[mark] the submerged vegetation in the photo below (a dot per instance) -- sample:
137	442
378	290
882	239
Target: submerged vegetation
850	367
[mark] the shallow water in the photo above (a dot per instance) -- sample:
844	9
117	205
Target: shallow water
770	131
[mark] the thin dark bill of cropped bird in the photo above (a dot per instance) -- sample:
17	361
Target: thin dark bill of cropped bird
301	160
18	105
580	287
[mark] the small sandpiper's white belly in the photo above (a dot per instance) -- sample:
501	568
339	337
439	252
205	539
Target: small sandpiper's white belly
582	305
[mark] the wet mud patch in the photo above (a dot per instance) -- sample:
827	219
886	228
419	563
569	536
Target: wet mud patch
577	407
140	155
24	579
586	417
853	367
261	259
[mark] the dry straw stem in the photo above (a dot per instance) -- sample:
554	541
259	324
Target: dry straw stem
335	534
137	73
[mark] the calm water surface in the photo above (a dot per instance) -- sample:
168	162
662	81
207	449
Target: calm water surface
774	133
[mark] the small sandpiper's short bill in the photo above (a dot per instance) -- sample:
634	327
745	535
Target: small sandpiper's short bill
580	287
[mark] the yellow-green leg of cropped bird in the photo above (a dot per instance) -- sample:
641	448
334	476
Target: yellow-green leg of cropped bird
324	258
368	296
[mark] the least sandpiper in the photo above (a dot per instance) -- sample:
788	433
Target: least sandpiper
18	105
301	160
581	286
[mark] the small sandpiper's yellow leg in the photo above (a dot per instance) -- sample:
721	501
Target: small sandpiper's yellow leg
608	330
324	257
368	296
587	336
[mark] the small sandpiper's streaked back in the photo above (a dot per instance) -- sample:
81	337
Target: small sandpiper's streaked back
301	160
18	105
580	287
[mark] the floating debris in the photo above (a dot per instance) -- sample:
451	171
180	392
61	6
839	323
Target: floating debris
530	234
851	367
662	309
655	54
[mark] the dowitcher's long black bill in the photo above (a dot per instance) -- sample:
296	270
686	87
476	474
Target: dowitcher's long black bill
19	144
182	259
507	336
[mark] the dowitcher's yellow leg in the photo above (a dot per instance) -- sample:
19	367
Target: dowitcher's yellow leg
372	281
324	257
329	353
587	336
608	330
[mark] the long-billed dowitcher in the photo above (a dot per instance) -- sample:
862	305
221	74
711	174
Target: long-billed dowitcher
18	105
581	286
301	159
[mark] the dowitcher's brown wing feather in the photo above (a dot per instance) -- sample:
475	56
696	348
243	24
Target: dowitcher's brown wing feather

============

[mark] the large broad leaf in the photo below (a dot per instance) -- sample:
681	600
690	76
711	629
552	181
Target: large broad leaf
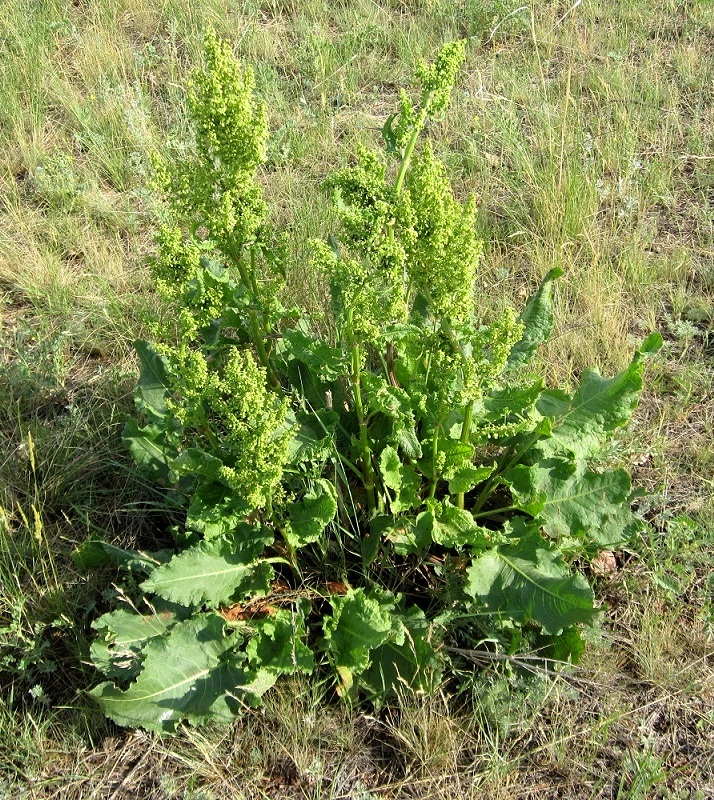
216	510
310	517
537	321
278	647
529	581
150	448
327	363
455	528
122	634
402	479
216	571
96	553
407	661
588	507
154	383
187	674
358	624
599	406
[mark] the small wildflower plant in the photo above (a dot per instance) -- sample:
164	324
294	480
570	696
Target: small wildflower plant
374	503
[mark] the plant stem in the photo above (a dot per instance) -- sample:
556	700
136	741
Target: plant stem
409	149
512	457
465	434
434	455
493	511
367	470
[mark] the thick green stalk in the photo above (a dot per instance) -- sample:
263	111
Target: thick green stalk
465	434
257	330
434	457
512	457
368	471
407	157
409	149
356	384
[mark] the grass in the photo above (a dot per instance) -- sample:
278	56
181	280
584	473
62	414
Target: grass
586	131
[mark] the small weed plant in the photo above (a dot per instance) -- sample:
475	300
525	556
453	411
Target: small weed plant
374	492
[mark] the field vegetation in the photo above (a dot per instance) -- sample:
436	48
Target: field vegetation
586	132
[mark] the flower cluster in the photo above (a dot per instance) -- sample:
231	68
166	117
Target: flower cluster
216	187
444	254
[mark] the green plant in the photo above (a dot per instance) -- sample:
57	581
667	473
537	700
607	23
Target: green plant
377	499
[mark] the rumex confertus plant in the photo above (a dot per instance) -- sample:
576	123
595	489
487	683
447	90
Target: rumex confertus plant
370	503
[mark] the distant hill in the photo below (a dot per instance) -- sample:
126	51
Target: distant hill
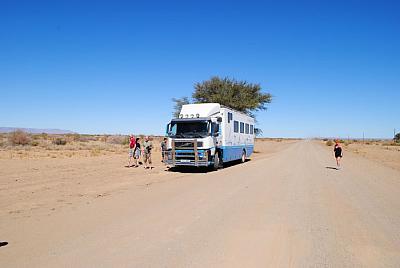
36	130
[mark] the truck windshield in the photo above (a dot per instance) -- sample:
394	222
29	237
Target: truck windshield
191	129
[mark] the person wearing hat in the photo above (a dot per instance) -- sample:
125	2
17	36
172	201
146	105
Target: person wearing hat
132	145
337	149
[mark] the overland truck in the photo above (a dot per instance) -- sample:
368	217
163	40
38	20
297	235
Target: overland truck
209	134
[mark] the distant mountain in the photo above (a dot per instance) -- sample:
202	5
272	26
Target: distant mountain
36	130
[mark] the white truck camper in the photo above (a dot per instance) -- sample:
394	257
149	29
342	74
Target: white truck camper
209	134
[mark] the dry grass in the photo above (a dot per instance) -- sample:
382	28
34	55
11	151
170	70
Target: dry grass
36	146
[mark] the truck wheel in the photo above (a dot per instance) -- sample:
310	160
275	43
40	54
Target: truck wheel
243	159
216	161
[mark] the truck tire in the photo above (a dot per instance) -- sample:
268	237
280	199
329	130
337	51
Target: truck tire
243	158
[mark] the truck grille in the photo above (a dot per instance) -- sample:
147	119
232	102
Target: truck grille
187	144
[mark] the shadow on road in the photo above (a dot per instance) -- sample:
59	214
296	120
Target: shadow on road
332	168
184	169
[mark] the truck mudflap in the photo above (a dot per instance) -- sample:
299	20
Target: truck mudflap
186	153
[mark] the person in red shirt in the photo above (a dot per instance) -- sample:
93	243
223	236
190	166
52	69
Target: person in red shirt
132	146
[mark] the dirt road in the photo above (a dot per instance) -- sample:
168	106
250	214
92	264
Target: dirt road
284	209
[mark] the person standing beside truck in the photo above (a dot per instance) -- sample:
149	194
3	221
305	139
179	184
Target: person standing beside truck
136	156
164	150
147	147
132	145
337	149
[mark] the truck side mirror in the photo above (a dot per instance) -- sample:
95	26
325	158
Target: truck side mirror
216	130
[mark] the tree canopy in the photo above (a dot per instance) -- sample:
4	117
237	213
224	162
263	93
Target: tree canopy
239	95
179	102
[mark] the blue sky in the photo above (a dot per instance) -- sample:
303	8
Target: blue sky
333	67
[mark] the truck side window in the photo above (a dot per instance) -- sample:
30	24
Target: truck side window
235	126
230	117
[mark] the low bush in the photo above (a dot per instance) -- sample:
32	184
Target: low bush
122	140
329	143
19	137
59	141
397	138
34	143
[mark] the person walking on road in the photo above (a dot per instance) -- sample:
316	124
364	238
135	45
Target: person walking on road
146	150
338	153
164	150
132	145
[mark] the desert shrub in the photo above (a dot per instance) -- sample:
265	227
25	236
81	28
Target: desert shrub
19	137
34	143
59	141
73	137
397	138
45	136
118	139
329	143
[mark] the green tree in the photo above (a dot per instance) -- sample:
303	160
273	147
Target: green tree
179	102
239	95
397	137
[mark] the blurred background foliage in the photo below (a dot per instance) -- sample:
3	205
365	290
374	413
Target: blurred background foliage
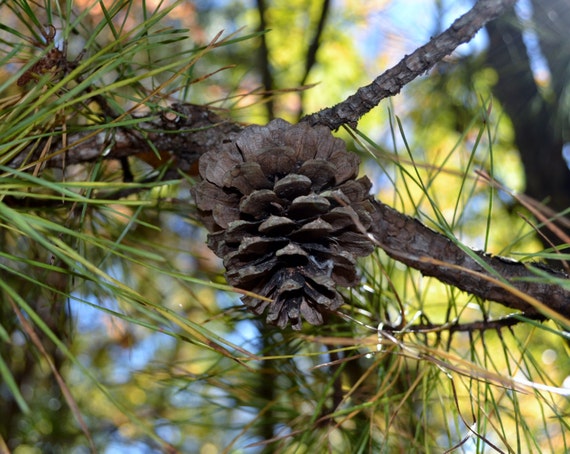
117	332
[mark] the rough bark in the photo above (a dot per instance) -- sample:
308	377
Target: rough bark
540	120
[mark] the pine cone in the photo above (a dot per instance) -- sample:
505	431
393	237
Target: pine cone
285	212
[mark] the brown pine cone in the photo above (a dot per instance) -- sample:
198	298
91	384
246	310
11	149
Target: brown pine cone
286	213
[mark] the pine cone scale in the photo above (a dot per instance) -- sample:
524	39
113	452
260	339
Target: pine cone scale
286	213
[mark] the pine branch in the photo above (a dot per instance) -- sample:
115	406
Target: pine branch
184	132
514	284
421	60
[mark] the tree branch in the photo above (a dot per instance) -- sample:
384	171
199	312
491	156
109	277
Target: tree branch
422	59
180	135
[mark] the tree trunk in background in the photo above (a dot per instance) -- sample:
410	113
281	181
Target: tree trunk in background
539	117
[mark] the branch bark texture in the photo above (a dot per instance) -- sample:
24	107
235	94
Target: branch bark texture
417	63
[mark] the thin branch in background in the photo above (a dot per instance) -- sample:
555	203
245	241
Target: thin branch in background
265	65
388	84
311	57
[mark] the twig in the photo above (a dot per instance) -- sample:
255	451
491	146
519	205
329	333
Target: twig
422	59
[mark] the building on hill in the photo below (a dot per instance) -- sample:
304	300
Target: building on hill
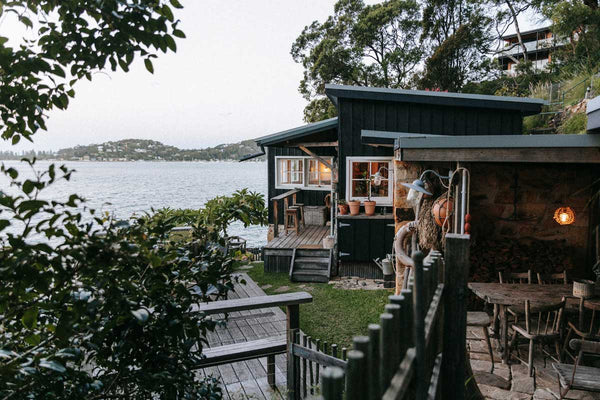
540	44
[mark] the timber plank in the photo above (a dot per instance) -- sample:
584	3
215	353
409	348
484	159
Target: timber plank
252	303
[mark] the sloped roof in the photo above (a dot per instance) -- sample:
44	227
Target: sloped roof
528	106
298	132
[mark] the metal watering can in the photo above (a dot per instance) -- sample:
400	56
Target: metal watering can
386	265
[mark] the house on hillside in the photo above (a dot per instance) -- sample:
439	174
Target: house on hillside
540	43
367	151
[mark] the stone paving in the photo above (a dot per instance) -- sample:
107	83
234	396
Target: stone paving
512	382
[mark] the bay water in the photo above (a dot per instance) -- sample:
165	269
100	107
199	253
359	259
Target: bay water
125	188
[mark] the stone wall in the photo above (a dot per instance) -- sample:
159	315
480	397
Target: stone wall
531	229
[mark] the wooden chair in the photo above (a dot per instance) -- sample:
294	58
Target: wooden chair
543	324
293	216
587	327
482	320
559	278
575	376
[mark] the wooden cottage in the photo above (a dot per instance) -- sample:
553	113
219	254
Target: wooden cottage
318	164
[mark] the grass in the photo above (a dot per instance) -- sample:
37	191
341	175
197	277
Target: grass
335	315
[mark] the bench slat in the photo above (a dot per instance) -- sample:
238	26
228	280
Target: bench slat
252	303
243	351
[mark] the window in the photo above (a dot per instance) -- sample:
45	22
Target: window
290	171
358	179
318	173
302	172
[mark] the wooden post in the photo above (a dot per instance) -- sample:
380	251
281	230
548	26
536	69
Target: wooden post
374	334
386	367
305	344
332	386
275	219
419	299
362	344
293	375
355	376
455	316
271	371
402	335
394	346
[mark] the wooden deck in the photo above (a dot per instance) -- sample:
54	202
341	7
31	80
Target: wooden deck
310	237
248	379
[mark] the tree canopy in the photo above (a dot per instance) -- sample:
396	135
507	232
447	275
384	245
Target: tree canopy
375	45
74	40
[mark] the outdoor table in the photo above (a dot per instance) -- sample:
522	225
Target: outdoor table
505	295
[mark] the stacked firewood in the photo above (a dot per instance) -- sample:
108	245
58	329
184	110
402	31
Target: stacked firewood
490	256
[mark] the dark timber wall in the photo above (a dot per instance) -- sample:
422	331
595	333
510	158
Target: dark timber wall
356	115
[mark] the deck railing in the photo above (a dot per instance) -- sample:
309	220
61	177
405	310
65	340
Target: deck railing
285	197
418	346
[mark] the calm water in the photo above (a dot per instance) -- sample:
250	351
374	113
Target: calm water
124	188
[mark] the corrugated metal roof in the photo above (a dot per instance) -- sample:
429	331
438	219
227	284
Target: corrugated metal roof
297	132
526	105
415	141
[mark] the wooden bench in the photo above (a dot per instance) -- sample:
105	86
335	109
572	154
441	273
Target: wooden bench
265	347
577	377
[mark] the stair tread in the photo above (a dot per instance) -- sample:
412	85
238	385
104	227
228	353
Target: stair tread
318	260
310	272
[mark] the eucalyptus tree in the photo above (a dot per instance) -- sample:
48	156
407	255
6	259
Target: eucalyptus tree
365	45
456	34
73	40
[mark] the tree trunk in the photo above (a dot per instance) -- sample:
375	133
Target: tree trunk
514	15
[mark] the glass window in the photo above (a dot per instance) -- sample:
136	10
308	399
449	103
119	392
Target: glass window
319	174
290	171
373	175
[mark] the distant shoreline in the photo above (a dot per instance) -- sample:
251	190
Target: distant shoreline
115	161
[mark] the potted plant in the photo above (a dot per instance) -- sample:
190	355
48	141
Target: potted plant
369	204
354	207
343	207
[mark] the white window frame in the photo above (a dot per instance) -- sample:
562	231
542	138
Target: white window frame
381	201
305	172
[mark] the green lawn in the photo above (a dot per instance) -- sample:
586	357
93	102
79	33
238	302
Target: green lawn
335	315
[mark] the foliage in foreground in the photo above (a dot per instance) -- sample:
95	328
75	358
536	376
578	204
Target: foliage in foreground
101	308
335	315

============

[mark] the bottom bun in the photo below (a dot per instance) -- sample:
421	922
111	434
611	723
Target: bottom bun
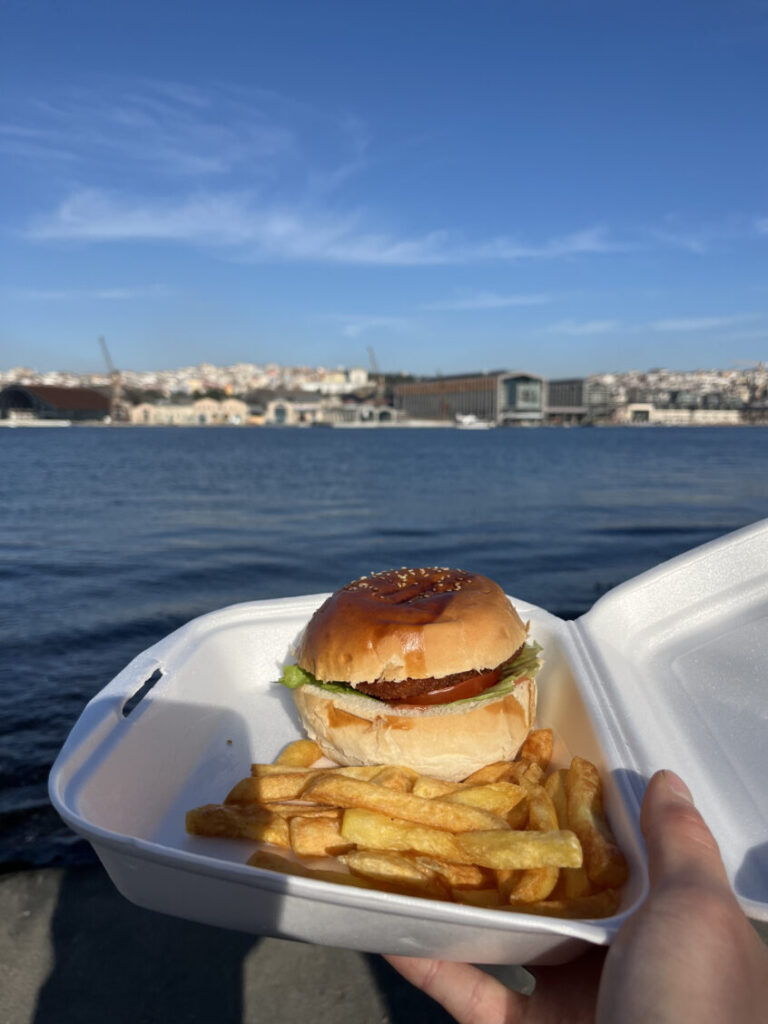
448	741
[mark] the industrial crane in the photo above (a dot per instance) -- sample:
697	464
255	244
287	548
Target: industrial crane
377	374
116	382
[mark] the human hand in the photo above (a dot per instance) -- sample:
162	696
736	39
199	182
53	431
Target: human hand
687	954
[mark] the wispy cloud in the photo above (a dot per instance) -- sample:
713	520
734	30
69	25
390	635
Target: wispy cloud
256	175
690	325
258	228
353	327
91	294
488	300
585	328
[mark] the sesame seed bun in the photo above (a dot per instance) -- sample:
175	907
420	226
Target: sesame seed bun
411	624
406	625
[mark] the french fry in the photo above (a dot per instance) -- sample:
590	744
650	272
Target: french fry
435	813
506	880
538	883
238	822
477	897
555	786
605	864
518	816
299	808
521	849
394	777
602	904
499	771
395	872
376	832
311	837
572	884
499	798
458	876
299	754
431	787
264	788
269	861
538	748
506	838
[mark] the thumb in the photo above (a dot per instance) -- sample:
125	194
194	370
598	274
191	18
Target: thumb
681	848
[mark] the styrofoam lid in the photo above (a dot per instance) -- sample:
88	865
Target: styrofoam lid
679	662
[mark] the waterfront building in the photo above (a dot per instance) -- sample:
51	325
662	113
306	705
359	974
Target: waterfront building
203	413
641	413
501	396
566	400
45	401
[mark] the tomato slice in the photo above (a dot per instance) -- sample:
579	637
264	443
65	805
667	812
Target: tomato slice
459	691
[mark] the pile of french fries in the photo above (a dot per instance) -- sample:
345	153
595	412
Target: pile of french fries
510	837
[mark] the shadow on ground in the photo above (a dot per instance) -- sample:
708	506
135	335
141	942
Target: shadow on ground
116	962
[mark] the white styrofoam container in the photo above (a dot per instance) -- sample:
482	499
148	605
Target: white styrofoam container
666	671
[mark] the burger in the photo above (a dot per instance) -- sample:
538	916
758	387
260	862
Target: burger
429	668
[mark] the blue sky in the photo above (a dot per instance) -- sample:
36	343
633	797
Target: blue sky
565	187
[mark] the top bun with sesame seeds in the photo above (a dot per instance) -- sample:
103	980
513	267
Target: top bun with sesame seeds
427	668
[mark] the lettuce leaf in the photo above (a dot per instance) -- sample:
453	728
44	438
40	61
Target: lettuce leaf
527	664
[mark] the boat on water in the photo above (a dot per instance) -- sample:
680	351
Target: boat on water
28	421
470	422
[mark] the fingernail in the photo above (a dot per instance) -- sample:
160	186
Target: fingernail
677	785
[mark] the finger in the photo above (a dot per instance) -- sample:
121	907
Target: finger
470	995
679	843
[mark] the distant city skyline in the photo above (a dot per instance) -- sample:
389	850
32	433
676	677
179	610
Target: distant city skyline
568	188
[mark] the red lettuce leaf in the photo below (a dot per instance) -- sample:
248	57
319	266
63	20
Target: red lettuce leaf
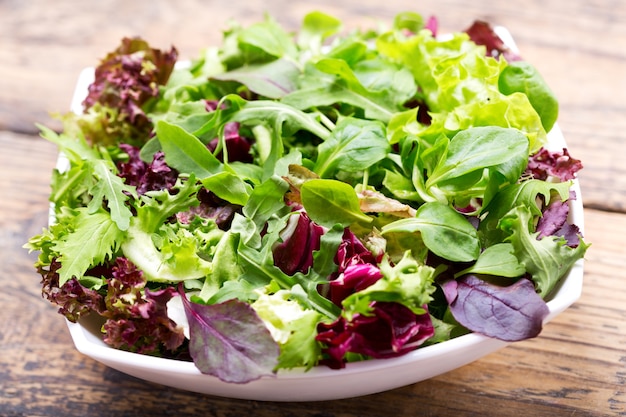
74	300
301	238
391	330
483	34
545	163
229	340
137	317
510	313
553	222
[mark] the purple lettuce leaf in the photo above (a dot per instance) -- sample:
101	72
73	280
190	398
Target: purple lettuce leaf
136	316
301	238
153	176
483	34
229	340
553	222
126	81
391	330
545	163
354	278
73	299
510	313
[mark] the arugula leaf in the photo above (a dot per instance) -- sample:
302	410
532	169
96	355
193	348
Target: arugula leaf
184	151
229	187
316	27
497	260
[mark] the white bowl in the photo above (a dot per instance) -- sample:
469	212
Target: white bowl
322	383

============

Do zrobienia: Zbierz, proszę, z powyższego materiału każdy wiersz zawierający słowo „twig”, i przepisz te wiersze w całości. Wielkość liter ma znaczenie.

W odpowiedzi:
[mark] the twig in the photo above (a dot per instance) -- sample:
Target: twig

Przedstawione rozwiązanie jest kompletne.